Exercise goal: Output nothing but the lines from the line with "the form [51,12]." through the end of the listing below, both ends included.

Rows:
----
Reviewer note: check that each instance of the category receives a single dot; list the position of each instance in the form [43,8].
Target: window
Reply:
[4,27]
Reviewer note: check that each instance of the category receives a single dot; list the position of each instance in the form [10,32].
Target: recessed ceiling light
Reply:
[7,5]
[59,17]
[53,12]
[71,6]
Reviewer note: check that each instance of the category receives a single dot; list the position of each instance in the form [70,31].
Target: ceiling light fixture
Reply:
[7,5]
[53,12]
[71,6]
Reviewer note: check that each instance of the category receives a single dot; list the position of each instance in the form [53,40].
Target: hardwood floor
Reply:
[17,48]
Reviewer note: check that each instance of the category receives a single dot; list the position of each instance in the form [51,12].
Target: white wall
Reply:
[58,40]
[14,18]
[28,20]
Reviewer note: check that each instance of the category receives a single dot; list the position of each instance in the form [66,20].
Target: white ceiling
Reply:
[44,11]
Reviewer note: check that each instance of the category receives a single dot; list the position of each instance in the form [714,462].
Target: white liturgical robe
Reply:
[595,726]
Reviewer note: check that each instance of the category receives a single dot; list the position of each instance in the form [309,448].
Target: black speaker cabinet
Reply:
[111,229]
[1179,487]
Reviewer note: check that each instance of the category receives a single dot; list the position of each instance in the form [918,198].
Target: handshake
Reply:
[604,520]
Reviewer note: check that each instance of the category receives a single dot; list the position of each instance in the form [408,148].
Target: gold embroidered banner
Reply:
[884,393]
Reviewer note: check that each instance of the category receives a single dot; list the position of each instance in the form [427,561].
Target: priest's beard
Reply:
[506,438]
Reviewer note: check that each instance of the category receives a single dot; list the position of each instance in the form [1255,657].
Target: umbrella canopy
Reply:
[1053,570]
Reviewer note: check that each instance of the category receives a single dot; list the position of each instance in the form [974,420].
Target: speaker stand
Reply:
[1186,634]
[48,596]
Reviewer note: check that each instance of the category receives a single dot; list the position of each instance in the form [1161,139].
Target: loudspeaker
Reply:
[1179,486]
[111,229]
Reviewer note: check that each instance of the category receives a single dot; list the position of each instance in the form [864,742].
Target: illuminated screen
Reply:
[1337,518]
----
Task response:
Reviewer note: check that each instance of the category receives a single dot; list the position of each instance in the form [51,12].
Target: white wall
Reply:
[58,40]
[14,18]
[28,20]
Reviewer note: check that each instance of the category receives a single dot; list the position of each instance in the form [66,20].
Target: white ceiling
Reply:
[44,11]
Reviewer note: check that each instance of the category receives a single dot; list the position of each instance in the form [714,462].
Target: white liturgical robe
Reply:
[595,726]
Reviewer note: check that each instance of the category receives a single dot; list the position of each instance in the form [309,448].
Target: black speaker cabinet
Reply:
[111,229]
[1179,487]
Reviewer note: check that each instance of the category receives a single dot; list the position of each instance in the form [918,198].
Target: handshake
Reply:
[604,520]
Reviewer note: check that each instance of the category receives a single dot; list the position of each instance in the form [408,148].
Target: gold embroidered banner
Reply:
[884,393]
Reviewer note: check that each instance of the category receives a single dot; list the position of each instance in the form [427,561].
Target: priest's beard
Reply:
[506,438]
Reviewer note: check that each instance of the category receives a single dot; list the position of each instance in the form [1255,657].
Target: umbrella canopy
Reply:
[1053,570]
Reviewer note: check that each instance of the category receives a single dot; list the position of each instance in the form [974,420].
Target: speaker stand
Reply:
[1186,634]
[48,596]
Reviewer note: check that each instance of the category receives a single dot; list the position of each instance in the form [1161,139].
Target: loudspeaker
Reply:
[1179,486]
[111,229]
Reviewer note: check that each instance of the category receives a single dot; list the position of each instance in the form [864,742].
Target: illuminated screen
Reply:
[1337,518]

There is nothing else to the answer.